#### SET TASK A:
From the Arucha Tosawat biography, extract the stretch from "- Born: Rattanaballang" through "and television actor." word for word.

#### EXTRACT:
## begin

- Born: Rattanaballang Tosawat September 22, 1979 (age 46) Wanon Niwat, Sakon Nakhon Thailand
- Other name: A
- Occupations: Actor, host
- Years active: 2006–2020

= Arucha Tosawat =

Thai actor and model

Arucha Tosawat (อรุชา โตสวัสดิ์, also spelled Tohssawat; born Rattanaballang Tosawat 22 September 1979) is a Thai film and television actor.

==Biography==
He graduated from Bangkok University with a Bachelor of Arts degree in Advertising. He is most known for his lead role as Mehk (Cloud in English) in Bangkok Love Story (2007), in Fireball as Tun (2009) and in The Meat Grinder (2009). He has also played a number of TV series and sitcoms on Thai television stations ITV and Channel 7. Arucha likes to post photos with kids on his personal Instagram.

## end

#### SET TASK B:
Lay out every line of the entries as a Markdown table with the columns No. and Line, numbering the rows in order and leaving out blank lines.

#### MATERIAL TO PROCESS:
## begin

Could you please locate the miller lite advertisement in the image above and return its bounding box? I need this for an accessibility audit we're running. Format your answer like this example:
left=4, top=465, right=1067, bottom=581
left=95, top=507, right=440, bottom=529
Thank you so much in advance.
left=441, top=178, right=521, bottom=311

## end

#### EXERCISE OUTPUT A:
- Born: Rattanaballang Tosawat September 22, 1979 (age 46) Wanon Niwat, Sakon Nakhon Thailand
- Other name: A
- Occupations: Actor, host
- Years active: 2006–2020

= Arucha Tosawat =

Thai actor and model

Arucha Tosawat (อรุชา โตสวัสดิ์, also spelled Tohssawat; born Rattanaballang Tosawat 22 September 1979) is a Thai film and television actor.

#### EXERCISE OUTPUT B:
| No. | Line |
|---|---|
| 1 | Could you please locate the miller lite advertisement in the image above and return its bounding box? I need this for an accessibility audit we're running. Format your answer like this example: |
| 2 | left=4, top=465, right=1067, bottom=581 |
| 3 | left=95, top=507, right=440, bottom=529 |
| 4 | Thank you so much in advance. |
| 5 | left=441, top=178, right=521, bottom=311 |